● TASK DATA

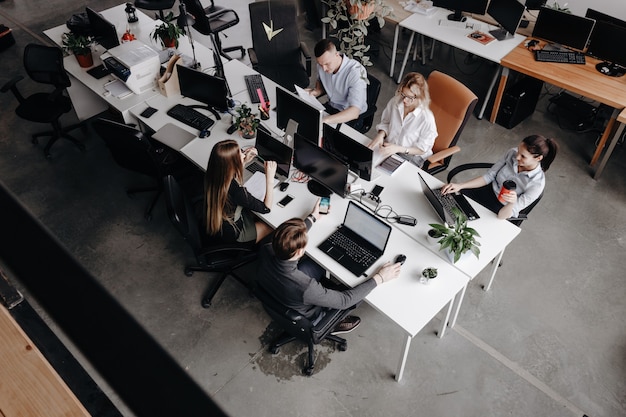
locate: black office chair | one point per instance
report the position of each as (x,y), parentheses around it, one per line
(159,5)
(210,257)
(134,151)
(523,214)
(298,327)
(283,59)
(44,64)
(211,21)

==

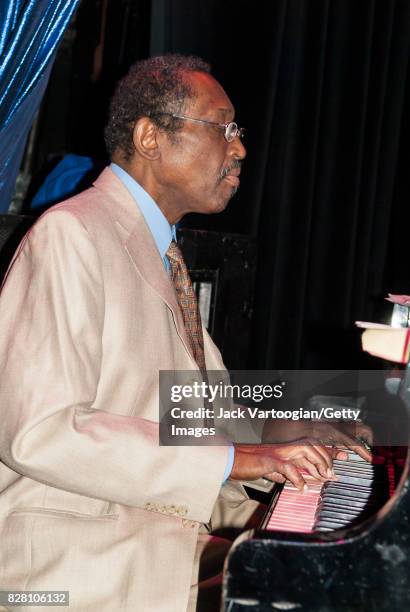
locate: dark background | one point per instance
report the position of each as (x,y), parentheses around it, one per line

* * *

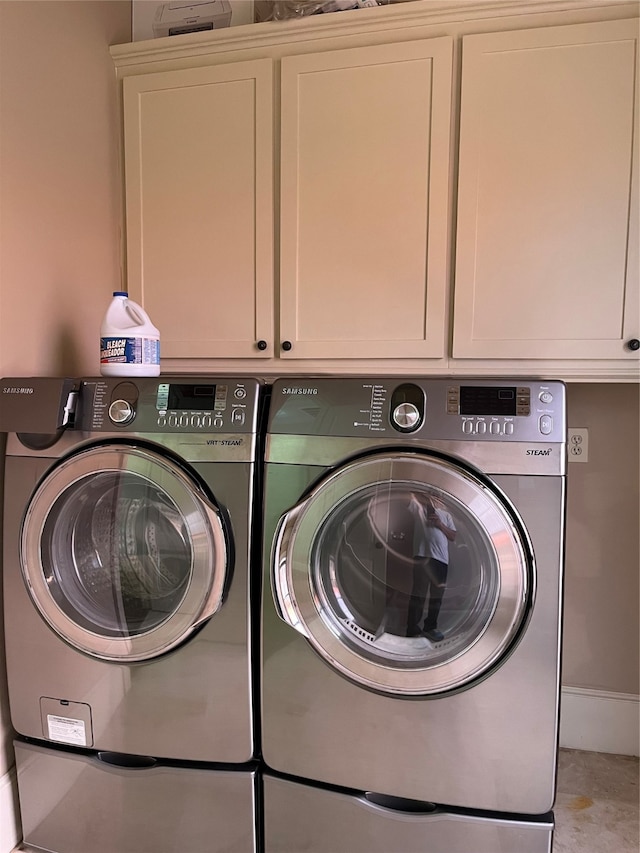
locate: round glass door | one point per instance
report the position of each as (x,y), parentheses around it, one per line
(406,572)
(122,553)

● TASK
Find each line in the data above that contains the word "instance". Copy those lines out in full.

● RESPONSE BELOW
locate: black office chair | one point per instance
locate: dark background | one point per instance
locate: round glass door | one point per instance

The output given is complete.